(Stored data entries)

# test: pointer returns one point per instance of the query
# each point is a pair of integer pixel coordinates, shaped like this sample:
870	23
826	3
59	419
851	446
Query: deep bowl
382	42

* _Work instruction_:
Set down exactly, and only, the lines of the data above from the line containing "# each point" through the last one.

* _Reply to the task_:
# each point is a pair of integer pixel coordinates, shaped like this sample:
870	23
826	3
59	419
851	446
Query: deep bowl
382	42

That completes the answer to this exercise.